- Data:
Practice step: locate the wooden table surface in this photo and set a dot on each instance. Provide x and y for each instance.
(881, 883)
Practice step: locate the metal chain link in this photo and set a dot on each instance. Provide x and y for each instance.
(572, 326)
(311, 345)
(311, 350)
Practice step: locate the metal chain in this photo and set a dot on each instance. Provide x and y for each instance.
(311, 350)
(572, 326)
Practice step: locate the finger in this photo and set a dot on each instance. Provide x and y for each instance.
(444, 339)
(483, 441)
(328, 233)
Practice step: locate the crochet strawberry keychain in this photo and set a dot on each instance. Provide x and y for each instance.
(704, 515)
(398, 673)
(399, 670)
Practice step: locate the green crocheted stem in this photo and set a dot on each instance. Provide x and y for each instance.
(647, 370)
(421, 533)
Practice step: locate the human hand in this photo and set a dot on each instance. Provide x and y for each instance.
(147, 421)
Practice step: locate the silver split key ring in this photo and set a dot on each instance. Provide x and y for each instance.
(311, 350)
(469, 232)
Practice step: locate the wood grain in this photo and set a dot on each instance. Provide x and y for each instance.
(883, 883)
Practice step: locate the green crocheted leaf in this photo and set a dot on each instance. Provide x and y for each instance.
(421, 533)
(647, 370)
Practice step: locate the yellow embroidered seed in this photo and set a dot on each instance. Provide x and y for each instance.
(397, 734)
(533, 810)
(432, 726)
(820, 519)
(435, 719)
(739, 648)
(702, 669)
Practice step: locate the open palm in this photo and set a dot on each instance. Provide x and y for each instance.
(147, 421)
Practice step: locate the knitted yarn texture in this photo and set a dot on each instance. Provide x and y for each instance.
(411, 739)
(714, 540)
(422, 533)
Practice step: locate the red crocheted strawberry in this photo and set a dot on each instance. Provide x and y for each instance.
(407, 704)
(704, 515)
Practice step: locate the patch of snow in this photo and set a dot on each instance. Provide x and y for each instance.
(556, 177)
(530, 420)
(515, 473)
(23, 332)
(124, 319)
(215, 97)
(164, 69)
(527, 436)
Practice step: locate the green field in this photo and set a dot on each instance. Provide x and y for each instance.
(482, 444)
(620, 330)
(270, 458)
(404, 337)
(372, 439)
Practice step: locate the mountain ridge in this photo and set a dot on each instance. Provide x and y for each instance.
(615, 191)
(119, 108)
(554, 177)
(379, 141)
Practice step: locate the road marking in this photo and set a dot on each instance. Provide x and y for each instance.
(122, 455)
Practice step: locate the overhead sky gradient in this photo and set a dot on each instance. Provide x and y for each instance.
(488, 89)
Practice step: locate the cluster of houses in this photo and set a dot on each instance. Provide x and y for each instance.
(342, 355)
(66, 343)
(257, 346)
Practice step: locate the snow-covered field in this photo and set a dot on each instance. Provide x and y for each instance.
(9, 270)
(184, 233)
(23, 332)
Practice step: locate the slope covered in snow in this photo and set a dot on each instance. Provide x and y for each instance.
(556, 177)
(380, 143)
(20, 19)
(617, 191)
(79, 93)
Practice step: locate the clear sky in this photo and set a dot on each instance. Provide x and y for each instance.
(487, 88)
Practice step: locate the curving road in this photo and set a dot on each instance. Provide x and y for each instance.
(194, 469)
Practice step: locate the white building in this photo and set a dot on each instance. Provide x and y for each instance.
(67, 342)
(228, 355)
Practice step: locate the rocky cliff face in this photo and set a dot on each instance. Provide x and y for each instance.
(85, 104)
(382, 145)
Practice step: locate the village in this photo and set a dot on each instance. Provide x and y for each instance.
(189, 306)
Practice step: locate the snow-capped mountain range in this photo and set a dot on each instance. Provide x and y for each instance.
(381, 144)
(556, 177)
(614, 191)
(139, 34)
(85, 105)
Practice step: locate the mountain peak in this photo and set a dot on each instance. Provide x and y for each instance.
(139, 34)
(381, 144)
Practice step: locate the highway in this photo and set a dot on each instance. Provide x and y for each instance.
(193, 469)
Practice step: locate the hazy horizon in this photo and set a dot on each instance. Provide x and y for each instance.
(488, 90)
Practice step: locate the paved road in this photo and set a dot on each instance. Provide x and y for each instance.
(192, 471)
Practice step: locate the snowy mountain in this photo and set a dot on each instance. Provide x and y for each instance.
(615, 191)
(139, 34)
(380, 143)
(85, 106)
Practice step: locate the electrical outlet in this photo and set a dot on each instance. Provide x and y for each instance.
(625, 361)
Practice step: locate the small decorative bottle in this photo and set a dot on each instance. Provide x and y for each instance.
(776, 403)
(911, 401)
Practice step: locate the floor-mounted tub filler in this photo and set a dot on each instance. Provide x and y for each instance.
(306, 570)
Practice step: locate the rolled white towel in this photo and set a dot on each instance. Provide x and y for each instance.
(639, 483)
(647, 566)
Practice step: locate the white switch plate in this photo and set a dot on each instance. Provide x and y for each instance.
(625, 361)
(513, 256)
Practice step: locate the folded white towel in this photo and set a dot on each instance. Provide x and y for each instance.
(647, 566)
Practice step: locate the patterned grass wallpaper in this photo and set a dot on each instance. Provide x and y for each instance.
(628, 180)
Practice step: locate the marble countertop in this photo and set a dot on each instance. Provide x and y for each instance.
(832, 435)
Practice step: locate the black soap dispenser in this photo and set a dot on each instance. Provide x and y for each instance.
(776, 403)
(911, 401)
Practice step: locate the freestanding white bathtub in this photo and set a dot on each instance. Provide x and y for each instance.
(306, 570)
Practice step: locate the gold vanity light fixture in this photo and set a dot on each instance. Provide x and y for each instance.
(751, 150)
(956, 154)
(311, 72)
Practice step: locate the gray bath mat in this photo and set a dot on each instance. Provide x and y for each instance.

- Exercise goal:
Copy all of the material above word for word, line by line, keeping every line in its original order.

- Task response:
Practice step: locate the wooden table surface in this photo and set a dot on each instance. Provide x and y for each instance.
(881, 883)
Practice step: locate the metal chain link in this photo and set a dot on each instance. Provide x and y for each instance.
(572, 326)
(311, 345)
(311, 350)
Practice step: locate the metal chain in this photo and set a dot on each instance. Provide x and y for each instance.
(311, 350)
(572, 326)
Practice step: locate the finger in this photo and set a dot on each instance. Provide x and y for each instance.
(444, 339)
(483, 441)
(328, 233)
Practice step: locate the crochet strawberry keychain in this photo and set a dot on each instance. Provide x and y for each instance.
(704, 515)
(398, 673)
(399, 670)
Practice step: locate the green crocheted stem in this photo and set a dot on each instance. Provide x and y for each instance.
(647, 370)
(421, 533)
Practice step: locate the human hand in this photo and set a dot on each instance. Provide x and y for each instance.
(147, 421)
Practice step: locate the silver split key ring in this photo and set a dot on each instance. Provide x and y for each instance.
(311, 350)
(469, 232)
Practice step: locate the wood grain in this photo and set a dot on each instance. Provide x and y for each instance.
(883, 883)
Practice step: locate the green crocheted leaf in this photo and set a dot on each instance. Provide x and y for each instance.
(421, 533)
(647, 370)
Practice step: locate the yellow embroidered seed in this photo and set a dot on each instance. Provide x and y for each instance.
(397, 734)
(533, 810)
(432, 726)
(820, 519)
(435, 719)
(739, 648)
(702, 669)
Practice step: locate the open palm in this photo and set a dot on each instance. Provide x and y for each instance.
(147, 421)
Practice step: locate the knitted yarn texture in this photo and set a dot on each instance. Provide x and y for each instance.
(411, 739)
(714, 540)
(422, 533)
Practice step: locate the red crocheted strawberry in this photo and set a dot on each instance. Provide x and y for each instance.
(407, 704)
(704, 515)
Practice step: locate the patch of snow in this photo and set a dot on each instance. Provide x and y for each instance.
(556, 177)
(530, 420)
(515, 473)
(23, 332)
(124, 319)
(215, 97)
(164, 69)
(527, 436)
Practice step: locate the green field in this photo and set a dot on each instance. Provide x and y for each instance.
(482, 444)
(620, 330)
(270, 458)
(404, 337)
(372, 439)
Practice step: locate the mountain ridge in this photo and set a dot on each instance. Provide x and y for each instance.
(615, 191)
(119, 108)
(554, 177)
(379, 141)
Practice step: locate the road marking in this photo and set a dot on each instance. Provide x and y for each instance.
(122, 455)
Practice step: locate the overhead sky gradient in this photo and set a dot on each instance. Provide x and y for each instance.
(488, 89)
Practice step: locate the cluster of houses in this photo and set a dot on each instance. Provide x and y for each instance.
(342, 355)
(66, 343)
(257, 346)
Practice step: locate the snow-covered field in this photo and set a dot on each instance. Provide x and y for each instance.
(9, 270)
(184, 233)
(23, 332)
Practice step: locate the slope covered in snow in this photo and set a dot on each instance. Provide x and y for each instance.
(556, 177)
(380, 143)
(20, 19)
(617, 191)
(79, 93)
Practice step: locate the clear sky in this photo and set a dot on each instance. Provide x and y for each instance.
(487, 88)
Practice step: locate the curving road in this photo and set a dot on each instance. Provide x and y for each instance.
(194, 469)
Practice step: locate the white building in this photo and set a dot on each instance. Provide x and y for each instance.
(67, 342)
(228, 355)
Practice step: locate the rocky cliff face in this photo and set a dot on each instance. Provide x and y for each instance.
(85, 104)
(382, 145)
Practice step: locate the village in this photo and set a dot on each instance. Provide x and y for each instance.
(189, 306)
Practice step: locate the snow-capped mountain range in this photo and set a dot on each instance. Provide x and y for each instance.
(381, 144)
(556, 177)
(614, 191)
(139, 34)
(85, 105)
Practice step: locate the mountain peak in this photo and set a dot on each instance. Provide x and y for each instance.
(139, 34)
(381, 144)
Practice step: locate the highway in this photo and set a dot on each instance. Provide x and y for each instance.
(193, 469)
Practice step: locate the hazy horizon in this photo and set a dot on each instance. Provide x and y for each instance.
(488, 90)
Practice step: locate the paved road in this photo and set a dot on each instance. Provide x and y for each instance.
(192, 471)
Practice step: locate the snowy mountain in this photo and set a dot on each instance. Provide x and y for each instance.
(615, 191)
(139, 34)
(380, 143)
(85, 106)
Practice step: locate the electrical outlet in this photo and set a dot on each instance. Provide x and y for each instance.
(625, 361)
Practice step: locate the small decorative bottle in this photo and set a dot on each instance. Provide x and y for each instance.
(776, 403)
(911, 401)
Practice step: locate the floor-mounted tub filler in this photo and set a dot on each instance. Provide x and y for each instance.
(306, 570)
Practice step: locate the rolled white towel in this photo and set a dot on each instance. Provide x and y for each instance.
(639, 483)
(647, 566)
Practice step: locate the white switch plate in this photo and set a dot on each instance. Provide x and y for each instance.
(625, 361)
(513, 256)
Practice step: locate the folded white towel in this photo and set a dot on each instance. Provide x and y for each instance.
(647, 566)
Practice step: locate the patterned grass wallpaper in this photo and set a dot on each instance. Provide x and y for each instance.
(628, 180)
Practice step: locate the marble countertop in this photo and set a dot on each instance. Provide x and y for each instance.
(832, 435)
Practice step: locate the black soap dispenser in this photo and set a dot on each instance. Provide x and y for each instance.
(776, 403)
(911, 401)
Practice step: locate the freestanding white bathtub in this photo and set a dot on each instance. Provide x and y for each instance.
(306, 570)
Practice step: locate the gold vanity light fixture in this photo and set a dot on each instance. Provide x and y for each instance.
(751, 150)
(956, 154)
(311, 72)
Practice step: locate the gray bath mat in this photo and set a dot on each instance. Provide x and y for each instance.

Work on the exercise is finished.